[Data items]
⁂
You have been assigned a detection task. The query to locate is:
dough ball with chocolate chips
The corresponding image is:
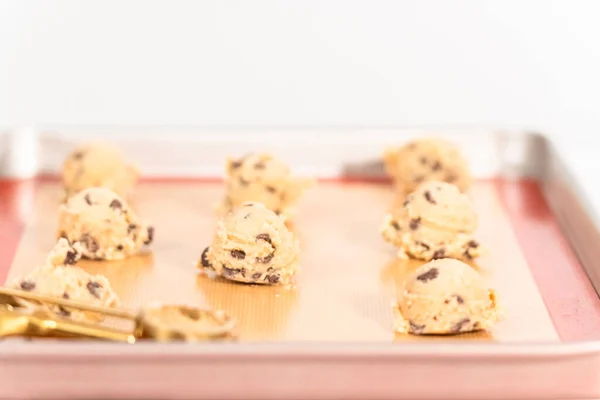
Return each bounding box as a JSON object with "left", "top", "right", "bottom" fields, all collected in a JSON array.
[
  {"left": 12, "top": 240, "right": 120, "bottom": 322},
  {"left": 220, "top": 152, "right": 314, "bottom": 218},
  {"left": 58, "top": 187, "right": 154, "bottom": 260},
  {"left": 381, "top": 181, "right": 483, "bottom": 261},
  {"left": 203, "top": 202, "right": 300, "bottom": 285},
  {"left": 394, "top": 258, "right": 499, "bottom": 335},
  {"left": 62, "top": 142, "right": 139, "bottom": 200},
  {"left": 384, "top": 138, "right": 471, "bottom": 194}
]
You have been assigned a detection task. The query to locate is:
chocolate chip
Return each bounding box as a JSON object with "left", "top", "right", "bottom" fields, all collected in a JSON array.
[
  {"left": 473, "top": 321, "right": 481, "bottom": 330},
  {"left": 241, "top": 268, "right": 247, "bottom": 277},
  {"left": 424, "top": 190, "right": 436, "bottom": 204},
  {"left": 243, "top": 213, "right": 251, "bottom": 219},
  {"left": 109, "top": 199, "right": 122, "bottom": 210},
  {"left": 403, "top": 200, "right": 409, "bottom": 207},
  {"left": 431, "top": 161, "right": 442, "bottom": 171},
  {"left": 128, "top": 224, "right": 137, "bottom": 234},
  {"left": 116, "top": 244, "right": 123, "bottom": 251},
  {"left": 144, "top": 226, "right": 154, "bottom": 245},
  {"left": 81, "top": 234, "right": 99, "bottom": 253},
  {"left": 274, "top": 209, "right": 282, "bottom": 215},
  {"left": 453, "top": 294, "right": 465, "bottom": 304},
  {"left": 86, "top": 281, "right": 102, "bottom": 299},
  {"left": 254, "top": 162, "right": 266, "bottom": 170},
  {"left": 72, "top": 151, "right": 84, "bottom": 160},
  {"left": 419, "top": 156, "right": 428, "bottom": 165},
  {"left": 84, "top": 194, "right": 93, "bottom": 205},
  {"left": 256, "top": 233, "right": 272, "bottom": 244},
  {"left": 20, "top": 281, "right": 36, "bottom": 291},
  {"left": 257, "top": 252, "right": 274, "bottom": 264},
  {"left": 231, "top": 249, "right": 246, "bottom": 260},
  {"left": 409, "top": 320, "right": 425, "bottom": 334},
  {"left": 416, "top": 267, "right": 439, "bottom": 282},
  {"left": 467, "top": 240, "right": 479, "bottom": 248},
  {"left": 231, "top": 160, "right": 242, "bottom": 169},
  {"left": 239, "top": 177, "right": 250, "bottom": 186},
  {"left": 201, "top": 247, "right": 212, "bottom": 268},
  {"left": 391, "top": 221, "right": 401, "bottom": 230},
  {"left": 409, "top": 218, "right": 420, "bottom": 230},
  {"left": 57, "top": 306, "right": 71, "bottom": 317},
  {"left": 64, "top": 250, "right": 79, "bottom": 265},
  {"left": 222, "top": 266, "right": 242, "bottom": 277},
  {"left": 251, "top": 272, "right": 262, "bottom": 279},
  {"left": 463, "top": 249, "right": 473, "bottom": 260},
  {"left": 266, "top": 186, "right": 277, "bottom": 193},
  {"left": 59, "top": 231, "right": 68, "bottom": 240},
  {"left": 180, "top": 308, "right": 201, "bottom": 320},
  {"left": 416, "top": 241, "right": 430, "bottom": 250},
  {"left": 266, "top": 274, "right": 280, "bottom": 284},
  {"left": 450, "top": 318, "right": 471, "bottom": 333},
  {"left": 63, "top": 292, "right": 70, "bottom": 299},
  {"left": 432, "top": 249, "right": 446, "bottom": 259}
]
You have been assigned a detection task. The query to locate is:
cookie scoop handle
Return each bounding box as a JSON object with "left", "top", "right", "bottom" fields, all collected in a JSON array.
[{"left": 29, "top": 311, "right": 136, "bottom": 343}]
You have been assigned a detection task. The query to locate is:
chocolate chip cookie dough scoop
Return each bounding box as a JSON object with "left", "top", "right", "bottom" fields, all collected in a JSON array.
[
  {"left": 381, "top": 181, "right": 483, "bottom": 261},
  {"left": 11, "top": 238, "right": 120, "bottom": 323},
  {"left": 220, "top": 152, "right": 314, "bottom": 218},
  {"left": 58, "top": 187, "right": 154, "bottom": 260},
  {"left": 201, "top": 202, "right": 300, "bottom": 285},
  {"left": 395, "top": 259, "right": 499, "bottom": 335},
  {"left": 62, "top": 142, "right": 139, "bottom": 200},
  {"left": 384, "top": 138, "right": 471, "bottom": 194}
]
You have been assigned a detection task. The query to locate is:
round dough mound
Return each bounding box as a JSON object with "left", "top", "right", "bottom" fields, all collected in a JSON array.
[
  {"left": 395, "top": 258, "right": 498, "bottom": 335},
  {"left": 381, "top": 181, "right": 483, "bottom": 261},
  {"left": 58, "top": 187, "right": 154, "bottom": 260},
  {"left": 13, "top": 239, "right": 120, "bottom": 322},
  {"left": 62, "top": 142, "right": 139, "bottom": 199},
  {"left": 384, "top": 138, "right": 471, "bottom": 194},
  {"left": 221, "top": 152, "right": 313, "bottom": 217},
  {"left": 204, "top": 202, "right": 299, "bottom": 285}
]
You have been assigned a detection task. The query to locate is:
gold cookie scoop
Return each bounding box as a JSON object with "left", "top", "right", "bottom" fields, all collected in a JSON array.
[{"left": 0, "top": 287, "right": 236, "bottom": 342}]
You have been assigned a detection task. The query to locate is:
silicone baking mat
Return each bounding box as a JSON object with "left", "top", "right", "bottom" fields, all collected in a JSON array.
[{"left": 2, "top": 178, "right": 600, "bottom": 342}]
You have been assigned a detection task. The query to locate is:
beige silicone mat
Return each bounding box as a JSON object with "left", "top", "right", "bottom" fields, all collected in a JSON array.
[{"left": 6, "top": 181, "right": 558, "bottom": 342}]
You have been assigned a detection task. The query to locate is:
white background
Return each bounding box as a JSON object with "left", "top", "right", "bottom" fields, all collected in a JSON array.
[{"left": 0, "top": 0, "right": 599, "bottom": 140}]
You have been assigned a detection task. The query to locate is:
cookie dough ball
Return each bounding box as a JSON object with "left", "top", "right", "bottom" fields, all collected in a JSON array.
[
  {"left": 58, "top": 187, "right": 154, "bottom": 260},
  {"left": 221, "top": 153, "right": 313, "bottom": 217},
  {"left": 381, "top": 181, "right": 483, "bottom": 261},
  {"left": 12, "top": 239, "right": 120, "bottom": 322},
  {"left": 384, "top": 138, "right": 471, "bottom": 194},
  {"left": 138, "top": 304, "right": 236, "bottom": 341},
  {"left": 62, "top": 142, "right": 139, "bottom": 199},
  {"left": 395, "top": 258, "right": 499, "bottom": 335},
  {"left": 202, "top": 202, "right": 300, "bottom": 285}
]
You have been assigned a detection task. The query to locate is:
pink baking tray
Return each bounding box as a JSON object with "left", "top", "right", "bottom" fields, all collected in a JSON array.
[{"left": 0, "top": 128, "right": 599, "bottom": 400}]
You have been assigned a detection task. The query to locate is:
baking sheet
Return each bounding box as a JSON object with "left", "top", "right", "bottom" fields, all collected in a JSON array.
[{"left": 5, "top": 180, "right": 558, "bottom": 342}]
⁂
## Problem to solve
Out of the entries, pull every line that mentions "dough".

## Written solution
dough ball with chocolate chips
chocolate chip cookie dough scoop
round dough mound
cookie dough ball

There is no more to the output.